Instructions:
• A. Write out the part of the Wolseley tax article from "11 April 2012" to "by the Government.", word for word.
• B. Answer these questions using the Wolseley tax article:
(i) How much did Wolseley say the move to Switzerland would save, based on its latest results?
(ii) To which country did WPP and Shire shift?
(iii) What position does Bill Dodwell hold?
• C. Resume the article about Wolseley's tax move to Switzerland, picking up after its final sentence.

Selected text:
Wolseley abandons UK for Switzerland to save £23m tax

11 April 2012

The UK's penal tax regime came under heavy fire today after plumbing and heating giant Wolseley swelled the ranks of corporate refugees shifting their tax base abroad.

Wolseley's move to Switzerland, which it said would save £23 million based on its latest results, follows decisions by fellow blue-chips WPP and Shire to shift to Ireland.

More than 80% of its revenues are now generated overseas and the firm wants to avoid tax on overseas income under the Controlled Foreign Companies rules, which are under review by the Government.

The Institute of Directors warned: "The Government needs to start serious reform of the tax system in order to make the UK a more attractive place for business. In a global economy you simply cannot beat the numbers. If other countries are cheaper on tax, they win."

Bill Dodwell, head of tax policy at Deloitte, added: "Losing another headquarters overseas is unhelpful to the UK economy because it could mean that jobs are moving outside the UK."

Raw data:

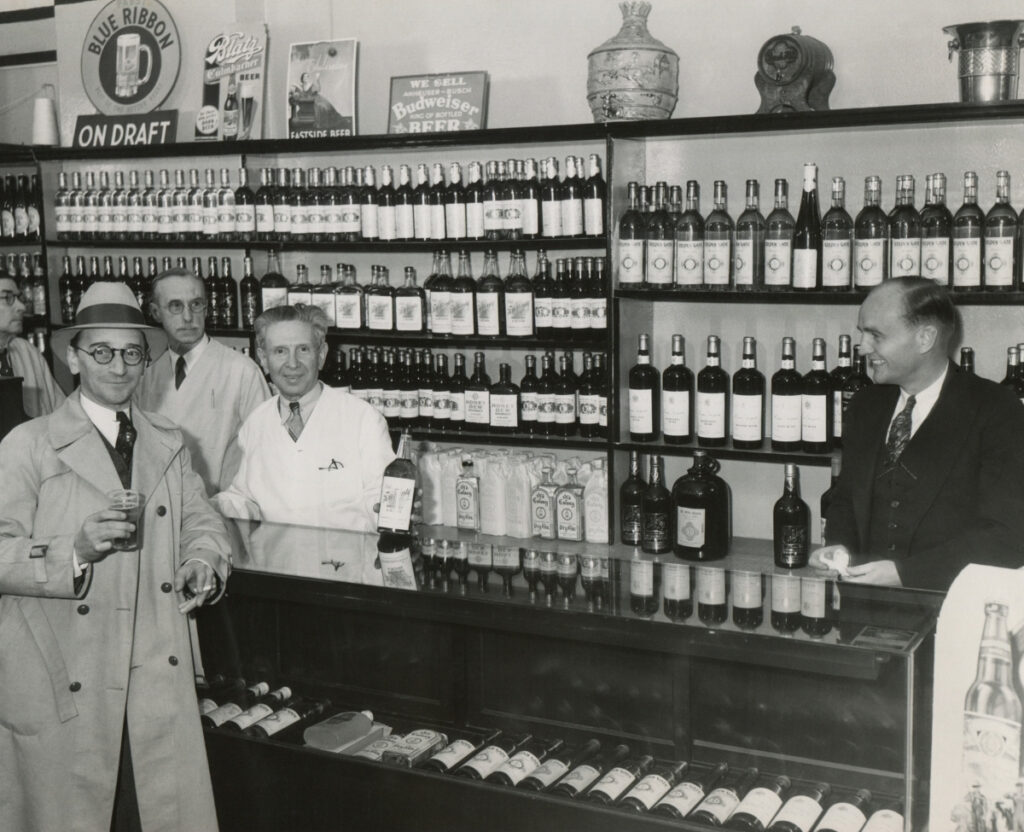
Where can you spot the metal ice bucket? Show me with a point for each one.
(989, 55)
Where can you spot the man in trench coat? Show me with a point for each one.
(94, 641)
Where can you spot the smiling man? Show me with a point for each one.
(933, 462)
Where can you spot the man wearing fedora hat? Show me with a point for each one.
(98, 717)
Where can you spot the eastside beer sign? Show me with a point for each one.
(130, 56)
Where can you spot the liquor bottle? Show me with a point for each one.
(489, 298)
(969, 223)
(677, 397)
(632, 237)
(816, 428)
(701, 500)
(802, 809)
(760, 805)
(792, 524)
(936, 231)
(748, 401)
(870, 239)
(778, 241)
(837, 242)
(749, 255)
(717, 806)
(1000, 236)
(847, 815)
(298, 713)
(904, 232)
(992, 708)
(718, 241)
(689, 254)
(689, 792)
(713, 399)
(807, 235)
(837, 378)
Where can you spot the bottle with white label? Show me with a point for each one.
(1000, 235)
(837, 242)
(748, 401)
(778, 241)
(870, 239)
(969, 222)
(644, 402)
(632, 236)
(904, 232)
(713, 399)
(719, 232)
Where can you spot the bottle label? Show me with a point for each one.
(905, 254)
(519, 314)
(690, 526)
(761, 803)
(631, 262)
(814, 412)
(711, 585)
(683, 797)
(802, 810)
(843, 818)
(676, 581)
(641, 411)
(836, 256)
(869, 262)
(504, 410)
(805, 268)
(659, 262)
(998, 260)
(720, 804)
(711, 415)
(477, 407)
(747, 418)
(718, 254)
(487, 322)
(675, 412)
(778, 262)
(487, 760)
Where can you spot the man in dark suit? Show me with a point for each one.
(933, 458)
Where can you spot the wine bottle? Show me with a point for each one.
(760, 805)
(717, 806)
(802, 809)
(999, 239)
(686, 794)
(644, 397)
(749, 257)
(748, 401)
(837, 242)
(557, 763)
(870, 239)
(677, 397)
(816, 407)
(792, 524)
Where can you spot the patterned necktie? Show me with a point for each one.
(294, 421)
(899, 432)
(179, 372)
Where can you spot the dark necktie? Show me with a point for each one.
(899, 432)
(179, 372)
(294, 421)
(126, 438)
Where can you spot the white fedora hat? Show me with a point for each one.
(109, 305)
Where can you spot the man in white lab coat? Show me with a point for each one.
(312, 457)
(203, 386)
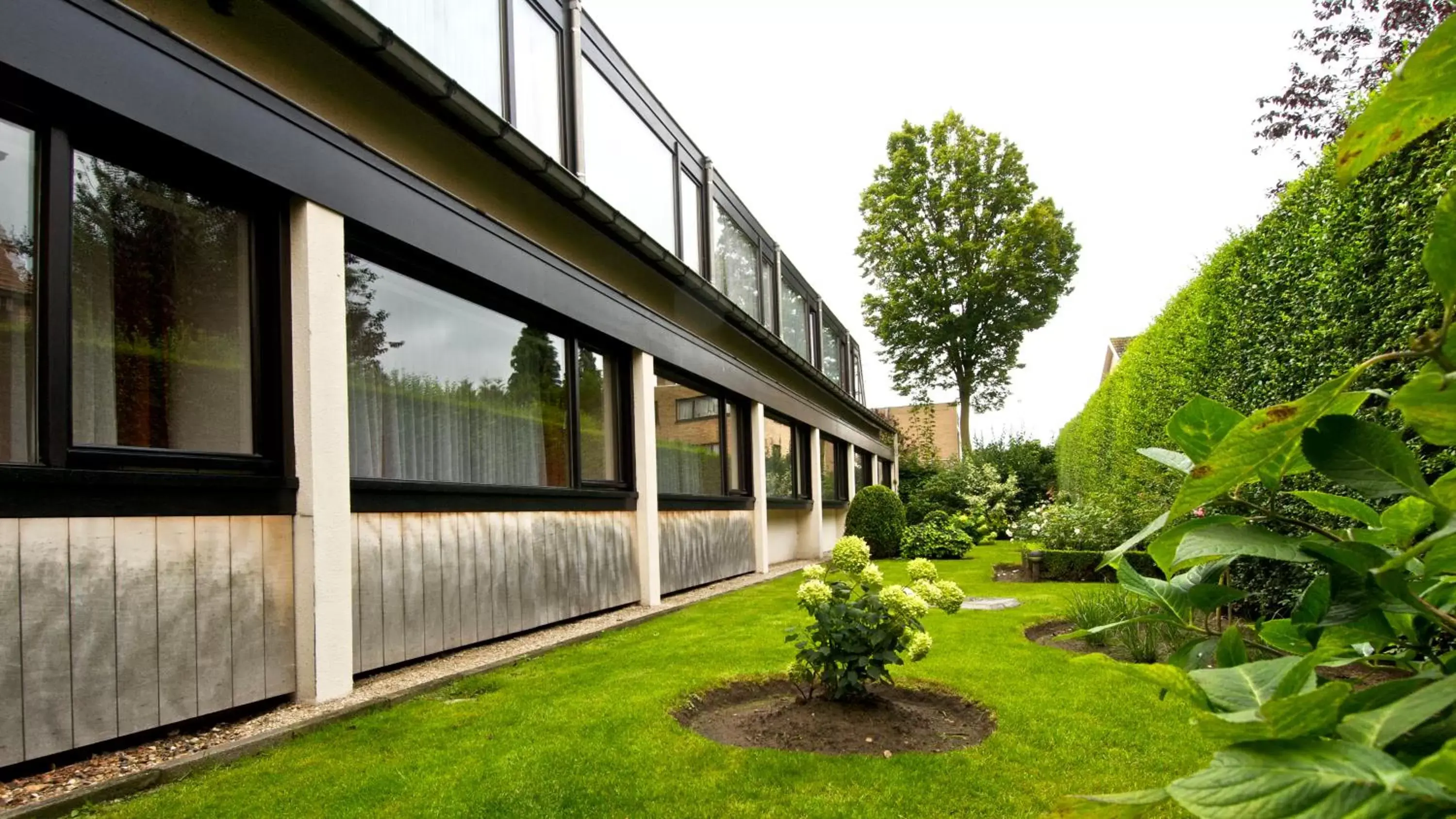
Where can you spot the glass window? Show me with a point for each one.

Task results:
• A.
11 April 2012

The UK's penal tax regime came under heavy fire today after plumbing and heating giant Wolseley swelled the ranks of corporate refugees shifting their tax base abroad.

Wolseley's move to Switzerland, which it said would save £23 million based on its latest results, follows decisions by fellow blue-chips WPP and Shire to shift to Ireland.

More than 80% of its revenues are now generated overseas and the firm wants to avoid tax on overseas income under the Controlled Foreign Companies rules, which are under review by the Government.

• B.
(i) £23 million
(ii) Ireland
(iii) Head of tax policy at Deloitte

• C.
The firm is setting up a holding company called New Wolseley in Jersey, but based in Switzerland for tax purposes. The switch will slash its underlying tax rate from 34% to 28%.

It insists the tax position of its UK arm, which paid £275 million in taxes in 2008 and employs 10,000 people, will remain unchanged.

Chief executive Ian Meakins said the firm was up against rivals with lower tax costs: "To some extent it is a bit disappointing that we have had to go overseas, but we have to maximise value for shareholders."

Meakins said Wolseley would consider a return "if conditions change substantially", but complained of a "lack of visibility" on tax.

The decision came as Wolseley said it would resume dividend payouts this year as the difficult trading conditions endured since the credit crunch show signs of stabilising. It cut pre-tax losses by more than half to £328 million for the year to July 31, grew like-for-like sales 4% in the final quarter and has seen similar revenue growth since then.

In the UK it expects a "weak recovery" as public sector cuts, which account for 25% of its domestic business, loom.

Finance director John Martin said: "We are not in the double dip camp but we are not expecting explosive growth or a quick recovery either."